:: Document excerpt ::

Data processing: measuring – calibrating – or testing – Measurement system in a specific environment – Biological or biochemical
Reexamination Certificate
2000-10-20
2003-05-20
Brusca, John S. (Department: 1631)
Data processing: measuring, calibrating, or testing
Measurement system in a specific environment
Biological or biochemical
C435S006120
Reexamination Certificate
active
06567750
ABSTRACT:
FIELD OF THE INVENTION
The present invention relates to a process for making evaluations which objectify analyses of data obtained from hybridization arrays. The present invention is in one aspect a method for making inferences as to the extent of random error present in replicate genomic samples composed of small numbers of data points, and in another aspect is a method for distinguishing among different classes of probe intensities (e.g., signal versus nonsignal).
BACKGROUND OF THE INVENTION
Array-based genetic analyses start with a large library of cDNAs or oligonucleotides (probes), immobilized on a substrate. The probes are hybridized with a single labeled sequence, or a labeled complex mixture derived from a tissue or cell line messenger RNA (target). As used herein, the term “probe”, will therefore be understood to refer to material tethered to the array, and the term “target” will refer to material that is applied to the probes on the array, so that hybridization may occur.
There are two kinds of measurement error, random and systematic. Random error can be detected by repeated measurements of the same process or attribute and is handled by statistical procedures. Low random error corresponds to high precision. Systematic error (offset or bias) cannot be detected by repeated measurements. Low systematic error corresponds to high accuracy.
Background correction involves subtracting from the probe the intensity of an area outside of that probe. Areas used for calculation of background can be close to the probe (e.g. a circle lying around the probe), or distant. For example, “blank” elements can be created (i.e., elements without probe material), and the value of these elements can be used for background estimation.
Normalization procedures involve dividing the probe by the intensity of some reference. Most commonly, this reference is taken from a set of probes, or from the mean of all probes.
Once systematic error has been removed by background removal and normalization procedures (or others, as required), any remaining measurement error is, in theory, random. Random error reflects the expected statistical variation in a measured value. A measured value may consist, for example, of a single value, a summary of values (mean, median), a difference between single or summary values, or a difference between differences. In order for two values to be considered reliably different from each other, their difference must exceed a threshold defined jointly by the measurement error associated with the difference and by a specified probability of concluding erroneously that the two values differ (Type I error rate).
Of primary interest are differences between two or more quantified values, typically across different conditions (e.g., diseased versus non-diseased cell lines, drug versus no drug). The desired estimate of expected random error ideally should be obtained from variation displayed by replicate values of the same quantity. This is the way that such estimates are normally used in other areas of science. Hybridization studies, however, tend to use a very small number of replicates (e.g., two or three). Estimates of random error based on such small samples are themselves very variable, making comparisons between conditions using standard statistical tests imprecise and impractical for all but very large differences.

:::
:: Extracted material ::

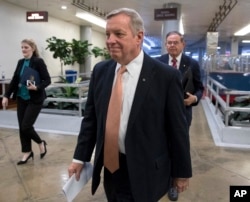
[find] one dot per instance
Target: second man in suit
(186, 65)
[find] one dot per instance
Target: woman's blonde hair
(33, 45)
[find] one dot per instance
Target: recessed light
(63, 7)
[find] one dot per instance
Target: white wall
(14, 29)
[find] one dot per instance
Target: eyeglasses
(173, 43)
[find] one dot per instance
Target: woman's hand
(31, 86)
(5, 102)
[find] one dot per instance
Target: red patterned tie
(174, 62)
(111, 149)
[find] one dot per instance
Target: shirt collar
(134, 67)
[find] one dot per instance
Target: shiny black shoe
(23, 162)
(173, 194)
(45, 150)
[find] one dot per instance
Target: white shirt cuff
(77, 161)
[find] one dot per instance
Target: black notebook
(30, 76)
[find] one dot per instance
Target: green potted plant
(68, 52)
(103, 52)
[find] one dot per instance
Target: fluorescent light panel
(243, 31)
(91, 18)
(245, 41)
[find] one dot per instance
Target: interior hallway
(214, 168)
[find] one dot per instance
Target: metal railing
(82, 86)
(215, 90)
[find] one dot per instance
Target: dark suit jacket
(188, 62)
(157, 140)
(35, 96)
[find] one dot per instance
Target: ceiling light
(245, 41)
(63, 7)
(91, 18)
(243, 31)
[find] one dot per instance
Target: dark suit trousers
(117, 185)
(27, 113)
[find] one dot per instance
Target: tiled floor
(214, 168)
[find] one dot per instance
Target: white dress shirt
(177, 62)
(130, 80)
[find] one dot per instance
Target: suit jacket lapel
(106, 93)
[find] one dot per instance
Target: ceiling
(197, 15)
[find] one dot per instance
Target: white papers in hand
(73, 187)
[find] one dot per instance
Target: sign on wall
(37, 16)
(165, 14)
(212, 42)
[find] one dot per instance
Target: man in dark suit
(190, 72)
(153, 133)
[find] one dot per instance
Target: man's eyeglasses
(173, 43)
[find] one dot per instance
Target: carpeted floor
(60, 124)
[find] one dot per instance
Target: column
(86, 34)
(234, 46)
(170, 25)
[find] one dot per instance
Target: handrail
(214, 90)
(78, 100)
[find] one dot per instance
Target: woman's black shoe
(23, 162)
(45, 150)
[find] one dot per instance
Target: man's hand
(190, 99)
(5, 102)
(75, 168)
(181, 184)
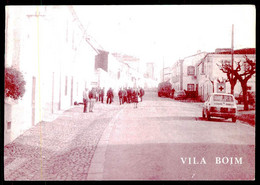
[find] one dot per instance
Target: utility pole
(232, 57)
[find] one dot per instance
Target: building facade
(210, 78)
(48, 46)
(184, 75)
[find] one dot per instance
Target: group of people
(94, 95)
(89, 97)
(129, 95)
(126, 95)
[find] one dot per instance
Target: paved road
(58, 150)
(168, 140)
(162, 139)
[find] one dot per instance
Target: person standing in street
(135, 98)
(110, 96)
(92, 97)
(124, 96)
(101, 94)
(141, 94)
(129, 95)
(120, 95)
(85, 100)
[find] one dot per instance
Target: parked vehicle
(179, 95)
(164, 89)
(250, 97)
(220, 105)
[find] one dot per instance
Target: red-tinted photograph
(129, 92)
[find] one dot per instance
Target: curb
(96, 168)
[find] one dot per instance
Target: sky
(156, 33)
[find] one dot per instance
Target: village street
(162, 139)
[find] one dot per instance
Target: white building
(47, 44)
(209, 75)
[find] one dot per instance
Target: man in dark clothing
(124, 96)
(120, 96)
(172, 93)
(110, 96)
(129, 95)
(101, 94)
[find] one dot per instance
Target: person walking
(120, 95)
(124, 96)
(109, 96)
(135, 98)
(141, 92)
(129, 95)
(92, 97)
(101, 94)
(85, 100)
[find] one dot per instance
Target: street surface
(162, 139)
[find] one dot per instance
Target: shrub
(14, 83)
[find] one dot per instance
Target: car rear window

:::

Can you continue the patent text on random error in hybridization array data from where it stops?

### Result of this exercise
This difficulty has been recognized by Bassett, Eisen, & Boguski in, “Gene expression informatics: It's all in your mine”,
Nature Genetics,
21, 51-55 (1999), who have argued that the most challenging aspects of presenting gene expression data involve the quantification and qualification of expression values and that qualification would include standard statistical significance tests and confidence intervals. They argued further that “ideally, it will be economically feasible to repeat an experiment a sufficient number of times so that the variance associated with each transcript level can be given” (p. 54). The phrase “sufficient number of times” in the preceding quote highlights the problem. The current state-of-the-art in array-based studies precludes obtaining standard statistical indices (e.g., confidence intervals, outlier delineation) and performing standard statistical tests (e.g., t-tests, analyses-of-variance) that are used routinely in other scientific domains, because the number of replicates typically present in studies would ordinarily be considered insufficient for these purposes. A key novelty in the present invention is the circumvention of this difficulty.
Statistical indices and tests are required so that estimates can be made about the reliability of observed differences between probe/target interactions across different conditions. The key question in these kinds of comparisons is whether it is likely that observed differences in measured values reflect random error only or random error combined with treatment effect (i.e., “true difference”)? In the absence of formal statistical procedures for deciding between these alternatives, informal procedures have evolved in prior art. These procedures can be summarized as follows:
1. Arbitrary Thresholds
Observed differences across conditions differ by an arbitrary threshold. For example, differences greater than 2- or 3-fold are judged to reflect “true” differences.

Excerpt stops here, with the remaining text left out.